Text provided
━━━━━━━━━━

Double Irish-Dutch Tax Sandwich (Part 2 of 2)

Animated Example

Here is an example of how the Double Irish-Dutch Sandwich exploits these loopholes (note: enlarge illustration to click through slide show):

  1. A U.S. company licenses Ecommerce merchandise (downloadable books, music, apps)1 to an Irish subsidiary (IP Holder) with its managers located in a tax haven, thus shifting IP Holder’s tax residence to the tax haven.
  2. IP Holder then licenses the rights to sell the merchandise to a Dutch company (Dutch), wholly-owned by IP Holder.
  3. Dutch then sub-licenses the rights to sell the merchandise to Irish another wholly-owned subsidiary of IP Holder (IP Seller) with a tax residence and employees located in Ireland.
  4. IP Seller then sells the merchandise in every country except the U.S. IP.
  5. Seller receives revenues nominally taxable in Ireland, but then pays almost all the revenue to Dutch as tax-deductible royalty payments. The small profit remaining is taxed by Ireland at 12.5%. Because the royalty payment was made to the Dutch subsidiary, located in the Netherlands and a country within the EEC, there is no withholding tax imposed by Ireland.

━━━━━━━━━━

Exercise task
Reproduce word for word everything from "Double Irish-Dutch Tax" down to "by IP Holder." in the Double Irish-Dutch Sandwich text. Rely only on the Double Irish-Dutch Sandwich text to complete the work.

━━━━━━━━━━

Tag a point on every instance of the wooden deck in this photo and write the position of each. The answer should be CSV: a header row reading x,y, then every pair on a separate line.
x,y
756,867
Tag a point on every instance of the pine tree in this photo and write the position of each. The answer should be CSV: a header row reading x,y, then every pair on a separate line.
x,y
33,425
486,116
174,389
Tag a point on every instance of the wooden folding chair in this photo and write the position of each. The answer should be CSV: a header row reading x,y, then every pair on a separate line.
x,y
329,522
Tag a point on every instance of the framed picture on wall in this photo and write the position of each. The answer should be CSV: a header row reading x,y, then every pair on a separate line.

━━━━━━━━━━

Worked solution
Double Irish-Dutch Tax Sandwich (Part 2 of 2)

Animated Example

Here is an example of how the Double Irish-Dutch Sandwich exploits these loopholes (note: enlarge illustration to click through slide show):

  1. A U.S. company licenses Ecommerce merchandise (downloadable books, music, apps)1 to an Irish subsidiary (IP Holder) with its managers located in a tax haven, thus shifting IP Holder’s tax residence to the tax haven.
  2. IP Holder then licenses the rights to sell the merchandise to a Dutch company (Dutch), wholly-owned by IP Holder.